[Stored entries]
** Begin **

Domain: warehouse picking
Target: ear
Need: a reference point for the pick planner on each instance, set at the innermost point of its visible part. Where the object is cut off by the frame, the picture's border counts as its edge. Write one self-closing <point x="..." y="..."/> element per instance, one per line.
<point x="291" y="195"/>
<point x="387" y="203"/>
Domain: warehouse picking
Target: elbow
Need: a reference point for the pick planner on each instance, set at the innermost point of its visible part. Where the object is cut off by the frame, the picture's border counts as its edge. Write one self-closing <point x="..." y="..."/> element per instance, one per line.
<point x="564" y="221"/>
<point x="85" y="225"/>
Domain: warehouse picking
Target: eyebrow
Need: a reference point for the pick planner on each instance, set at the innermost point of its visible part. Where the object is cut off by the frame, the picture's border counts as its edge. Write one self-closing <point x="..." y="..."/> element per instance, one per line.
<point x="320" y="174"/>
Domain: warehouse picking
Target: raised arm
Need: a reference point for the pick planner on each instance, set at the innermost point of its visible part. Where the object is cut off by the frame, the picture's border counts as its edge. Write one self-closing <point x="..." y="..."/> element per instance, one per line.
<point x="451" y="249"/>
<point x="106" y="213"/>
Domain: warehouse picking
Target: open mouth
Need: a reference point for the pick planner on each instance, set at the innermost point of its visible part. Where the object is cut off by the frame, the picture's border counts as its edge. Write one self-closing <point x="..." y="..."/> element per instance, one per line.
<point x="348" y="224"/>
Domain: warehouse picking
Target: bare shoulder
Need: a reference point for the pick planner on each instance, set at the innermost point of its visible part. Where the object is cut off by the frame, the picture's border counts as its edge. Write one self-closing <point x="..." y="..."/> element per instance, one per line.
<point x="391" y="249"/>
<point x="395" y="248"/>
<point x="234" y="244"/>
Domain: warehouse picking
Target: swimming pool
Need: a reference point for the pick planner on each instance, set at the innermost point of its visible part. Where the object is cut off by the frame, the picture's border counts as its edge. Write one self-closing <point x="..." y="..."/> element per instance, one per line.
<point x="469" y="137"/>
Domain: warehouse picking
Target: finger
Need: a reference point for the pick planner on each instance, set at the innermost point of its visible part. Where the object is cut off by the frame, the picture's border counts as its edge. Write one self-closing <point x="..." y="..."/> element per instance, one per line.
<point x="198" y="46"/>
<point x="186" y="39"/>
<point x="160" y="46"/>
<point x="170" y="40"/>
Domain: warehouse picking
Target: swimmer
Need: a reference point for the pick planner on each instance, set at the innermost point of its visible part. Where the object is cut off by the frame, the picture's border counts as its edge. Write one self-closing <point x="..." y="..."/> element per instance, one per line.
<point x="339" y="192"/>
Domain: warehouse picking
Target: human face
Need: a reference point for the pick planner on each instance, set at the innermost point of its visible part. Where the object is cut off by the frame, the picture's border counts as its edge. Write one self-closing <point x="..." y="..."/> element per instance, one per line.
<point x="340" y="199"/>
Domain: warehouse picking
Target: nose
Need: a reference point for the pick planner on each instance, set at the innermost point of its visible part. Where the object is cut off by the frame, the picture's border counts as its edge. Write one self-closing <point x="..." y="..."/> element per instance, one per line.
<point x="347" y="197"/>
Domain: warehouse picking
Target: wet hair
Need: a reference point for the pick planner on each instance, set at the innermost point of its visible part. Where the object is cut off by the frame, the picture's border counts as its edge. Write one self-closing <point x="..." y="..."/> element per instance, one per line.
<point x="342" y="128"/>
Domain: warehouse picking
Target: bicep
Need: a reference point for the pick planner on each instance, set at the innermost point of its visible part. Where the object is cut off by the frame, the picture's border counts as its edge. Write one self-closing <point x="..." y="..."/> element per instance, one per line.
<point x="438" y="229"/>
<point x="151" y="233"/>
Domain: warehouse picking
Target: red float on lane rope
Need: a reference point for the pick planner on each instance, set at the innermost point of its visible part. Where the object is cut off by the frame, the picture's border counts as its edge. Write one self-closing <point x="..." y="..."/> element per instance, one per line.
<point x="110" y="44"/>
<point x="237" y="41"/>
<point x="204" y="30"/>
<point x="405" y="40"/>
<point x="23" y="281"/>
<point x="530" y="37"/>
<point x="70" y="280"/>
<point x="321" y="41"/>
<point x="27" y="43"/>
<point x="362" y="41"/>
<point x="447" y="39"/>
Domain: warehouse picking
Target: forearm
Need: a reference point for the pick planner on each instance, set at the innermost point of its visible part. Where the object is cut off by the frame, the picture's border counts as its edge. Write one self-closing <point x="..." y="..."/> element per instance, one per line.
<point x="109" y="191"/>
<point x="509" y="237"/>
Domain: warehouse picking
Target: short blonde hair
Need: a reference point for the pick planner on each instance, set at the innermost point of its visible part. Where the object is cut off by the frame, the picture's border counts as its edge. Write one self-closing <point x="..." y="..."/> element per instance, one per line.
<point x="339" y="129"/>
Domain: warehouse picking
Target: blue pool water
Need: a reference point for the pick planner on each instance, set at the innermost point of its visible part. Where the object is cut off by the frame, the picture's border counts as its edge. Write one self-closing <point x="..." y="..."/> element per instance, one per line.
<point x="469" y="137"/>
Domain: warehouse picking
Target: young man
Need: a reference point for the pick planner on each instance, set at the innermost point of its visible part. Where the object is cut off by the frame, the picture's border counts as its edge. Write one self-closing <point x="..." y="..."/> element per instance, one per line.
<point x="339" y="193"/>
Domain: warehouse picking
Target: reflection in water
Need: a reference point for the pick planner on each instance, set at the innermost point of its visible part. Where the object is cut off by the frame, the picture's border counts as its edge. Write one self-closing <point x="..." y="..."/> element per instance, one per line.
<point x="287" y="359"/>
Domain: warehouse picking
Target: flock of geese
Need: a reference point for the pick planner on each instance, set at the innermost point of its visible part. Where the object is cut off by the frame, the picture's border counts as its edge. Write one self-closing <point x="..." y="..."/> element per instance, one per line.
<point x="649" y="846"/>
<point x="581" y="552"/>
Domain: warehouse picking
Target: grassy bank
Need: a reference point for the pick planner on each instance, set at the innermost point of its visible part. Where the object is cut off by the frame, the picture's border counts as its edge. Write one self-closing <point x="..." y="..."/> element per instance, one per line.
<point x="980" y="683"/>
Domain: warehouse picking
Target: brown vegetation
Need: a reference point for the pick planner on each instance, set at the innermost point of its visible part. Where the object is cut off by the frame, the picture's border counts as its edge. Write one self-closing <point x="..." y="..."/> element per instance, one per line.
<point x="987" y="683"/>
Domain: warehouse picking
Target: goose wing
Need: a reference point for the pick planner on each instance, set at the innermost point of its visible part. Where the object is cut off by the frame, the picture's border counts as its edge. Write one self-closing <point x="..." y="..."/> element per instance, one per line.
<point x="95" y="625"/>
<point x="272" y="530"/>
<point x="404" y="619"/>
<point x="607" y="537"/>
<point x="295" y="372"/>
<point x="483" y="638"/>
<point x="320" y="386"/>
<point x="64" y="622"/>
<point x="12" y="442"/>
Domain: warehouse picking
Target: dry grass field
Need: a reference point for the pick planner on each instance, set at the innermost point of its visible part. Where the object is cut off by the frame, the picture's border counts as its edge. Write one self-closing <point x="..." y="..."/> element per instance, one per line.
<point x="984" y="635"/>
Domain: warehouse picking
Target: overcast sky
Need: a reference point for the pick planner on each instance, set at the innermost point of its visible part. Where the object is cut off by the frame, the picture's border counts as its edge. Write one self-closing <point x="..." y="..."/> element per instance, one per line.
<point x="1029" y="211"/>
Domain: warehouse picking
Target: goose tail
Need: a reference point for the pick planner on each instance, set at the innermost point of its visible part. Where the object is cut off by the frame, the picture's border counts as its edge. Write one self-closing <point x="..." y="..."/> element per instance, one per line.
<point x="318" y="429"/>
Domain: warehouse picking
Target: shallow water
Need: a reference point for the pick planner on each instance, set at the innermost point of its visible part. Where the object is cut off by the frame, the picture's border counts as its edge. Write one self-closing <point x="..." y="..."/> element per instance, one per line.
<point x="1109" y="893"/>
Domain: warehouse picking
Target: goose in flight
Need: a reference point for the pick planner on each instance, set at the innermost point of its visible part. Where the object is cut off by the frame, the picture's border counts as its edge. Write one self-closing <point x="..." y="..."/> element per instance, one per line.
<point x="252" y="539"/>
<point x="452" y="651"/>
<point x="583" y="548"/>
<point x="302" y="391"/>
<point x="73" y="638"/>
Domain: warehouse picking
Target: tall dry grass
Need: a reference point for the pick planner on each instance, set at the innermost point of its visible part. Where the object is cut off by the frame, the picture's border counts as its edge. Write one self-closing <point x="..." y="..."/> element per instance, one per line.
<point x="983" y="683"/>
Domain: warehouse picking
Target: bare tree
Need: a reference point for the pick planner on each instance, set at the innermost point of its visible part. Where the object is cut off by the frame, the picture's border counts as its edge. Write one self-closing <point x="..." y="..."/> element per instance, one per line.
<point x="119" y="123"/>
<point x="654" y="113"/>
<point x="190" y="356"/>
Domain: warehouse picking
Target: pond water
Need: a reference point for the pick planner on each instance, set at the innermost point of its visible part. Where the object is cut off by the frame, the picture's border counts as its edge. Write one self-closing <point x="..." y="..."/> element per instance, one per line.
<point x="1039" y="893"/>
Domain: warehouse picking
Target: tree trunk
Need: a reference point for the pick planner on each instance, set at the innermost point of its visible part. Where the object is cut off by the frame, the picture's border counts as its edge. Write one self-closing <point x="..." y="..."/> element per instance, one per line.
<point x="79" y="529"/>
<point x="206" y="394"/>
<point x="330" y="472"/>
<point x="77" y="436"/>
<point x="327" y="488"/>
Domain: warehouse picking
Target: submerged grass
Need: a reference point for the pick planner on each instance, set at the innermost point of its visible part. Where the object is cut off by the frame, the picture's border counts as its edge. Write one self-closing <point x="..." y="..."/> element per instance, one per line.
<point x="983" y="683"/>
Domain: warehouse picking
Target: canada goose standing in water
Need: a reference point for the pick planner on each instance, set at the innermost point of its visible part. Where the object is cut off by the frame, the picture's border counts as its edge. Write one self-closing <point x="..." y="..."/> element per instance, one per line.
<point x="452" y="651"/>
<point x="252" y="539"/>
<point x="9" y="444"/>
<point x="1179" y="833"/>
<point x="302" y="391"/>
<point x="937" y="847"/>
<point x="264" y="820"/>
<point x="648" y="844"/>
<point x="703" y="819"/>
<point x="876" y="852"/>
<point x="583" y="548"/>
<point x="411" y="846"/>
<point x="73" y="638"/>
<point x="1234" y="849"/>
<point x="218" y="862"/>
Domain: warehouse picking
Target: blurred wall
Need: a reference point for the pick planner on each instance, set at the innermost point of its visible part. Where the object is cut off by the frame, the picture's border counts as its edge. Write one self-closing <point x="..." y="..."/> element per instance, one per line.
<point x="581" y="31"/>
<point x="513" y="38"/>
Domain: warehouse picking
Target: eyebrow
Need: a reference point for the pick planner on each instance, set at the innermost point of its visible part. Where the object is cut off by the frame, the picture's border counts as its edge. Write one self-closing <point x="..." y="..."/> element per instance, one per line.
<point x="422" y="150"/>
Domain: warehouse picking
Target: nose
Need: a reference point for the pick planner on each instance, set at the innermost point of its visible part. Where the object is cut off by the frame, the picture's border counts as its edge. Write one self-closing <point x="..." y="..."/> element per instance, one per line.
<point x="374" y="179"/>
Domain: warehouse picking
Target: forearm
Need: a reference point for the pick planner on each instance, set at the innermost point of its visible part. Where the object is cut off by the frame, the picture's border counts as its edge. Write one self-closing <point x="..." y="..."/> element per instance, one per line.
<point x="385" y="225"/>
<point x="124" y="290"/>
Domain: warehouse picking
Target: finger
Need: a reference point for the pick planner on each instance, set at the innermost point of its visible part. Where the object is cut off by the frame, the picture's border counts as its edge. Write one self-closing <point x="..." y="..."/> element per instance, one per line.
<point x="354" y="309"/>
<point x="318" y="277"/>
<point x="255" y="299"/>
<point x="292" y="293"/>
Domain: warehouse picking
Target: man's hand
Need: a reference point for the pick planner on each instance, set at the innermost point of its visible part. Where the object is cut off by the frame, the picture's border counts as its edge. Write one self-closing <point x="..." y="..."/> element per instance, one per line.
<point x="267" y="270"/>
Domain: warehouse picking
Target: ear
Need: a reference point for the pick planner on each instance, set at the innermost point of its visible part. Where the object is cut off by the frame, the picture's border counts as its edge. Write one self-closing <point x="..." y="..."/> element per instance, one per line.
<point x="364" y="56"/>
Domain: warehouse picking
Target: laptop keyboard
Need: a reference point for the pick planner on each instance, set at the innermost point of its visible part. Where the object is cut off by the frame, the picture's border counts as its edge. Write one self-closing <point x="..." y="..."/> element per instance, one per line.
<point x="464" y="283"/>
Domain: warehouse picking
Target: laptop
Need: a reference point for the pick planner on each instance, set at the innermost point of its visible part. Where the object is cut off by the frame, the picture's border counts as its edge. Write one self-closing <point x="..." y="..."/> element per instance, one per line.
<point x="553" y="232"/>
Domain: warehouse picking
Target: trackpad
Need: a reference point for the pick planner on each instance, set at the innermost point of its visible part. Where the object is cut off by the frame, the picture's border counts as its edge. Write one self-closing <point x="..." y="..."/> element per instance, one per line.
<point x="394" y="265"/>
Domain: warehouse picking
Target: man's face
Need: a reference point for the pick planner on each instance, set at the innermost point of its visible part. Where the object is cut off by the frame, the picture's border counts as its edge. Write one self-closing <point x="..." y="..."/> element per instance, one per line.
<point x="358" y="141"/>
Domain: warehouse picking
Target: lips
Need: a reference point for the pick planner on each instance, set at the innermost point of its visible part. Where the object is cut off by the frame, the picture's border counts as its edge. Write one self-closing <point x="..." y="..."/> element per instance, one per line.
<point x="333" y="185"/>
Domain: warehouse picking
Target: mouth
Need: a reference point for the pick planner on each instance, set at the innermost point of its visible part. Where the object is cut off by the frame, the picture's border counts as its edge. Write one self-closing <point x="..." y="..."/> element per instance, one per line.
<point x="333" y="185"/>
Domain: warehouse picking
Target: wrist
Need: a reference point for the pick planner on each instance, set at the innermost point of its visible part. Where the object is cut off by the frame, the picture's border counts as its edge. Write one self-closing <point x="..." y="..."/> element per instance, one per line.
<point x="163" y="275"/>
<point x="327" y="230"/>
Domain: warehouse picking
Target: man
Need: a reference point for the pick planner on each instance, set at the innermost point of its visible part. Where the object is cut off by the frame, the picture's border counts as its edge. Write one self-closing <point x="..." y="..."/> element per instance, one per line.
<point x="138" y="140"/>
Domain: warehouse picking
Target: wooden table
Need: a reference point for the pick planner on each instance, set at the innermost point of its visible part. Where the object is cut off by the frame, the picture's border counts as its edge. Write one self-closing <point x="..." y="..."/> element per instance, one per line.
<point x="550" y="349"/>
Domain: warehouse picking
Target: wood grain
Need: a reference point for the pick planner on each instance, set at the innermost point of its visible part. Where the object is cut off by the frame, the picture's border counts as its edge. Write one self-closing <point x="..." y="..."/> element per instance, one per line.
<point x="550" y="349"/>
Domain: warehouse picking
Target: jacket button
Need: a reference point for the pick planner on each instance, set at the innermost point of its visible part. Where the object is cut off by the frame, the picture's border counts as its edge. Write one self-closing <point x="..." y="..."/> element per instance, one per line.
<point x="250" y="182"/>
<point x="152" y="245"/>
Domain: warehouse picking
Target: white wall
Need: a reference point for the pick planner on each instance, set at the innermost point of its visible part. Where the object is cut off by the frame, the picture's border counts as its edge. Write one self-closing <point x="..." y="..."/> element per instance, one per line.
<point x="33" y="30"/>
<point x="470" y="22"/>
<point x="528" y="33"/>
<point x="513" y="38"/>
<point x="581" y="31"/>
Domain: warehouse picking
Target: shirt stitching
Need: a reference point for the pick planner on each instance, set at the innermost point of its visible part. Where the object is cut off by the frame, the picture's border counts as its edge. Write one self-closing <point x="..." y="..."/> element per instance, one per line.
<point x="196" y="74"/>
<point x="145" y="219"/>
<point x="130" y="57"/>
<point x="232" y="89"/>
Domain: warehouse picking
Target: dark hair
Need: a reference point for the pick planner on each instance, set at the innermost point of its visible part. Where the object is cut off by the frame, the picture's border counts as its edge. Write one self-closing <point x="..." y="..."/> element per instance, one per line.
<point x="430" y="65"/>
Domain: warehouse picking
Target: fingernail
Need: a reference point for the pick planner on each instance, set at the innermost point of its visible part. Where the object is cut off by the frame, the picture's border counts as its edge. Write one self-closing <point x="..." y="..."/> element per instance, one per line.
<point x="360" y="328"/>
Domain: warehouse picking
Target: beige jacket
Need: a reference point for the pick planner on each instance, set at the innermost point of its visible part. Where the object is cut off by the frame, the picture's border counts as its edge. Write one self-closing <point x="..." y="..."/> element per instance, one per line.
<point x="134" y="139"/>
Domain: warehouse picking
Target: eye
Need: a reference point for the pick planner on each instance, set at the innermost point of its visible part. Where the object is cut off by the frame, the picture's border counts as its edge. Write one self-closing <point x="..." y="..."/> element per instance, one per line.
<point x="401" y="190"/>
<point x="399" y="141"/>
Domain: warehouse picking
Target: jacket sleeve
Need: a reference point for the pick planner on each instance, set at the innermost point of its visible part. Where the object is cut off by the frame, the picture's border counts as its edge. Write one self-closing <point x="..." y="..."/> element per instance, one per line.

** End **

## WHAT TO WORK ON
Filter the data above, copying every line that contains the word "pool".

## FINAL ANSWER
Target: swimming pool
Target: blue pool water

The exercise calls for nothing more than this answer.